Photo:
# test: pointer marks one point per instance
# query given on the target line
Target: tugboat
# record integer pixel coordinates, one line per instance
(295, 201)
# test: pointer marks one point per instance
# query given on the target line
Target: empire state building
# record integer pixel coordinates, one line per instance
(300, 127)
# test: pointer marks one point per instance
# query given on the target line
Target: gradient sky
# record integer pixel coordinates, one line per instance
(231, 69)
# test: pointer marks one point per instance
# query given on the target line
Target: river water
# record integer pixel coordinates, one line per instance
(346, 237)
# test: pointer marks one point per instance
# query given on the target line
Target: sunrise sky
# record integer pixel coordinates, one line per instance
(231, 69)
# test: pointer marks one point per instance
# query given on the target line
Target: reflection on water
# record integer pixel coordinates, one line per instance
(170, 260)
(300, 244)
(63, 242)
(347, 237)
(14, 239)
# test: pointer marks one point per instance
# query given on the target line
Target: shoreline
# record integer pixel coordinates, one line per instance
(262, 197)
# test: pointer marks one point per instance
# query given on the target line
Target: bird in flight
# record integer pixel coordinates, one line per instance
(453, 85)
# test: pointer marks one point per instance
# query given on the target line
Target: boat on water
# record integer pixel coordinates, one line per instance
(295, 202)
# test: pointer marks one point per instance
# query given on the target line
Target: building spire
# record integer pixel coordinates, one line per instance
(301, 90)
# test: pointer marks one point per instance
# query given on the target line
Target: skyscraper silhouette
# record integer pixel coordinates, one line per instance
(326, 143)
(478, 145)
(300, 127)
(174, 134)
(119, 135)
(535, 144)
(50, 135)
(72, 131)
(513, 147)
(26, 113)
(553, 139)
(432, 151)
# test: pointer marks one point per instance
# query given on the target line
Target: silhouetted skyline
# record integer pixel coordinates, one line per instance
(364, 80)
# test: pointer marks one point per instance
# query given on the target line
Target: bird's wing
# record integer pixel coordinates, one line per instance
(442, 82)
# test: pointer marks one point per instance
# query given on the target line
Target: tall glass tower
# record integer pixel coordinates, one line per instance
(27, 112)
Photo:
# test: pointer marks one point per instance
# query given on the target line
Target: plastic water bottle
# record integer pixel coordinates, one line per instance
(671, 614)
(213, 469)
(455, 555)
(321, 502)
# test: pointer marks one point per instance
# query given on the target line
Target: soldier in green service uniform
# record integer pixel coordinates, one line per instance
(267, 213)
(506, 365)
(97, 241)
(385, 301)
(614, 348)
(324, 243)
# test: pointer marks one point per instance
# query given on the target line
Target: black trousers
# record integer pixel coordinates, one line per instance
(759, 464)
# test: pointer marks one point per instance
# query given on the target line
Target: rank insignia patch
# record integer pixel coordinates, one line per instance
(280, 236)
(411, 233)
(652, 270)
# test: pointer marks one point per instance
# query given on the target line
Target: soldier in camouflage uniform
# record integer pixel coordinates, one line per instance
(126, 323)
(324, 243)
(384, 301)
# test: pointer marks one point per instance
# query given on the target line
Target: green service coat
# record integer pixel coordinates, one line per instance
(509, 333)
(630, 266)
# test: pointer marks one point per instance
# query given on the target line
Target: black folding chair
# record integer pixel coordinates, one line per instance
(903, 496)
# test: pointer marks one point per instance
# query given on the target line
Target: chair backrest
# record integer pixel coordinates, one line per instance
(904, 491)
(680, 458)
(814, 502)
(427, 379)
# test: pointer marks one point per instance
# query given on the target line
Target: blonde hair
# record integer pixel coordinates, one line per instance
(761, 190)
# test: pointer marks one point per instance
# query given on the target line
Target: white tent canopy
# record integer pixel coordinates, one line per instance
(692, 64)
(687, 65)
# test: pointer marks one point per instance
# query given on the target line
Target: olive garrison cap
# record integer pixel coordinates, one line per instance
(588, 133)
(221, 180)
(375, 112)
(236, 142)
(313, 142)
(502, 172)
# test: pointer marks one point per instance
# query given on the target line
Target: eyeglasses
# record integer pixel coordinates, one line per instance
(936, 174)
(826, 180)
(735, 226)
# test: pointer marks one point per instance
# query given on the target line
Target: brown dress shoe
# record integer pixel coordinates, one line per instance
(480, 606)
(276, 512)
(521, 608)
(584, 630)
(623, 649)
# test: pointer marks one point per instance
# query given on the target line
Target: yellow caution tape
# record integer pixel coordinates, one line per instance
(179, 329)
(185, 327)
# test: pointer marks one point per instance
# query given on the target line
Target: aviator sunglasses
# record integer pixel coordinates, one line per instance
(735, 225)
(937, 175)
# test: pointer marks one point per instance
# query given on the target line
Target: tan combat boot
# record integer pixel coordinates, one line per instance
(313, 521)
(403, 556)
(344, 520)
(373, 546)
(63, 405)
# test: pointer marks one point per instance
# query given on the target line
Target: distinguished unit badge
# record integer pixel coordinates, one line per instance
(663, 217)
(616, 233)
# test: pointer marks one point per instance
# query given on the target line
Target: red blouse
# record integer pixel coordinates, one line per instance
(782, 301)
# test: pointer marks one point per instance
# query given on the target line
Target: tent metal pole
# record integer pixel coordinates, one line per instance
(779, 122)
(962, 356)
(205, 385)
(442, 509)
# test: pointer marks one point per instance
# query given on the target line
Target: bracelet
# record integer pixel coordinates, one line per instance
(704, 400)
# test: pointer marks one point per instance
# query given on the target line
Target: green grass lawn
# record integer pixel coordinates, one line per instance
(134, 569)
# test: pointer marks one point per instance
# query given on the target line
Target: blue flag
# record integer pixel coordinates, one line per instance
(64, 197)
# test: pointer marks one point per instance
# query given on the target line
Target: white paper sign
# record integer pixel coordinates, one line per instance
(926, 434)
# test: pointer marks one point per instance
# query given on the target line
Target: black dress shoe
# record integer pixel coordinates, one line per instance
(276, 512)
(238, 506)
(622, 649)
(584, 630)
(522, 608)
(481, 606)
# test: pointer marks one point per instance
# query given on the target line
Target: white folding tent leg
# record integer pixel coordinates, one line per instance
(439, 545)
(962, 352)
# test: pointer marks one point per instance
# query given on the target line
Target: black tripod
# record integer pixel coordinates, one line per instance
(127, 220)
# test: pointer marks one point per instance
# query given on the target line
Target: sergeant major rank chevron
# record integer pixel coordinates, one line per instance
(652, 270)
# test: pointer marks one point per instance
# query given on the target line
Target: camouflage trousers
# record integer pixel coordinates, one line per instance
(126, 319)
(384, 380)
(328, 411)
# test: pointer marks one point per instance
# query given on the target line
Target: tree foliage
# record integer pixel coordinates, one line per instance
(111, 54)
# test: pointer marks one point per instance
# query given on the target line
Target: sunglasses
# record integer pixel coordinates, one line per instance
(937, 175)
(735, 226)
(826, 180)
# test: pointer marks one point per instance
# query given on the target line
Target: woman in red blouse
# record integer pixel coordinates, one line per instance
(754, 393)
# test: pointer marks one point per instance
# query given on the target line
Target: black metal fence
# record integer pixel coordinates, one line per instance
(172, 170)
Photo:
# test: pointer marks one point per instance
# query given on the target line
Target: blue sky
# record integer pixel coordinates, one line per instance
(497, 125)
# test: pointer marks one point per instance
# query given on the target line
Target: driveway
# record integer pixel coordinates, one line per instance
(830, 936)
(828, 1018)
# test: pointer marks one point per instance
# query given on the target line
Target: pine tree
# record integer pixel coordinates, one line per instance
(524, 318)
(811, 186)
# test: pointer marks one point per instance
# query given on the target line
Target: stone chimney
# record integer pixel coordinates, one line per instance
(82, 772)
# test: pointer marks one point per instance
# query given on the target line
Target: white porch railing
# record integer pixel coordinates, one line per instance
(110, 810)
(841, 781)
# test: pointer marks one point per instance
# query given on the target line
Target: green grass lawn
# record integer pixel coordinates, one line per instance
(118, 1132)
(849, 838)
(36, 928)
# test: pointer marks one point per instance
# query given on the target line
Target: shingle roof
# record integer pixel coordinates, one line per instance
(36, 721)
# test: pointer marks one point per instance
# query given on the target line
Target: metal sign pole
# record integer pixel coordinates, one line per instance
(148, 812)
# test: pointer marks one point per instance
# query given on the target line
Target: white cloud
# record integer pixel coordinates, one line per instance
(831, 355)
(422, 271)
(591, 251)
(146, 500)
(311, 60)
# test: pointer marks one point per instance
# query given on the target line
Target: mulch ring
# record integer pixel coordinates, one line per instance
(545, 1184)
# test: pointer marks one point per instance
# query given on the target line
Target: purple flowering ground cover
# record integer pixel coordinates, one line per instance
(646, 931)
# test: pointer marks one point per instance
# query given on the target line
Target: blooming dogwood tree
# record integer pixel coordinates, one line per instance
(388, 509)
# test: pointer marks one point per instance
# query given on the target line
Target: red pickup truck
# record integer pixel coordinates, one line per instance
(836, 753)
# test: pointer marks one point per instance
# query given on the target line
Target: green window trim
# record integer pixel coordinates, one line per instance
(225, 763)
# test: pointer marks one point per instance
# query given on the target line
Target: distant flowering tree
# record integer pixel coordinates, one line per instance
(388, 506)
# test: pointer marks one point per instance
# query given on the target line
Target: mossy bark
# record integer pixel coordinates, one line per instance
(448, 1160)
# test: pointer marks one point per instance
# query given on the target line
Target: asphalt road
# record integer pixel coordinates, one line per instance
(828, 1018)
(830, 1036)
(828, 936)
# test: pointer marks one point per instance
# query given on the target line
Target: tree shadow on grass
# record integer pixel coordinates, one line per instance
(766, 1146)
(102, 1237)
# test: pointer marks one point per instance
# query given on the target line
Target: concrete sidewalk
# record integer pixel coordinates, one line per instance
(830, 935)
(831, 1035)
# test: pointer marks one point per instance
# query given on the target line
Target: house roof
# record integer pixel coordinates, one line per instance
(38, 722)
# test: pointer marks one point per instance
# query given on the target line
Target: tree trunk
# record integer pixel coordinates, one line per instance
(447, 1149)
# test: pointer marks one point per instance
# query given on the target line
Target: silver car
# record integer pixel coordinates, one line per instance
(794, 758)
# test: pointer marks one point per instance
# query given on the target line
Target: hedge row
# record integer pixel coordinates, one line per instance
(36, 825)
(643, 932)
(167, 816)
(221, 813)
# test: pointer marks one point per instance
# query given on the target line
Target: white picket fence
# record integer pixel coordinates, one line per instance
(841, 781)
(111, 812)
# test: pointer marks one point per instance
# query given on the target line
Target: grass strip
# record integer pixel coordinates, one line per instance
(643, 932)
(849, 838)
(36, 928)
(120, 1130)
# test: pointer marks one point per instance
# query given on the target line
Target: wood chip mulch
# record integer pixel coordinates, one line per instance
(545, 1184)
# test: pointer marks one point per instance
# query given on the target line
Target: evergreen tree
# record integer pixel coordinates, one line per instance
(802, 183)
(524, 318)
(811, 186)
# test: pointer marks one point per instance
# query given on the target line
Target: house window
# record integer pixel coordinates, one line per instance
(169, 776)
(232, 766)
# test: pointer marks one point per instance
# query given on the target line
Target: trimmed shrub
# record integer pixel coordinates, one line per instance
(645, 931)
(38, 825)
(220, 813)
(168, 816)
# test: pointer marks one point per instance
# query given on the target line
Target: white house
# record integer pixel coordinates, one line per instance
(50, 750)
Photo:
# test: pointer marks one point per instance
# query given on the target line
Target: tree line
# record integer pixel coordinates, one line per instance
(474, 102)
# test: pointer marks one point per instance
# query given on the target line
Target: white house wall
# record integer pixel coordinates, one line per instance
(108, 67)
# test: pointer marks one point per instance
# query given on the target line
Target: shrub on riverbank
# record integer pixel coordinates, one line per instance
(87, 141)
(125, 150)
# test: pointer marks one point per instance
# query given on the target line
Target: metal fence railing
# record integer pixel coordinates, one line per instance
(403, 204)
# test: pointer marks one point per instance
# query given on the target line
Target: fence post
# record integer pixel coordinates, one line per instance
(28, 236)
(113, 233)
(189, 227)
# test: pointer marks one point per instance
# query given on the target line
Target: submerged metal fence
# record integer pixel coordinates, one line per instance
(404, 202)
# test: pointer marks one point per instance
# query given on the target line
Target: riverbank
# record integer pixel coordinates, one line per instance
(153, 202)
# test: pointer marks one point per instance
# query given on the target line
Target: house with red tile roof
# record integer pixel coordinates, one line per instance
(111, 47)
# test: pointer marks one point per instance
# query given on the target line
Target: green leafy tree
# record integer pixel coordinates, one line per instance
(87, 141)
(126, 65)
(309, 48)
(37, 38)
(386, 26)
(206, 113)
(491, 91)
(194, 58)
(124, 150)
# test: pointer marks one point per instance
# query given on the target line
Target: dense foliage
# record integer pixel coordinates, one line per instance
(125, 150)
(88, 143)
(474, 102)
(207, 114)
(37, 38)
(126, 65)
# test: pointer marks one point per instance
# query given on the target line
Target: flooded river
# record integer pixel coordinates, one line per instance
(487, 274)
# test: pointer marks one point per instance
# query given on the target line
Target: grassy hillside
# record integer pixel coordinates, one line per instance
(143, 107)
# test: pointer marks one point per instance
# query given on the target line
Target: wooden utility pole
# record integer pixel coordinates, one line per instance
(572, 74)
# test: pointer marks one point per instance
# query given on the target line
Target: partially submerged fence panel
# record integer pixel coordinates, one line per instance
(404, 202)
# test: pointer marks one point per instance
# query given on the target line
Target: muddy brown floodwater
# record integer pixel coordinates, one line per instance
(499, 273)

→ WHAT IS NEEDED: Extract from the items above every line that contains the string "tent". Case counts.

→ THE REPLY:
Target: white tent canopy
Target: tent metal pole
Target: white folding tent leg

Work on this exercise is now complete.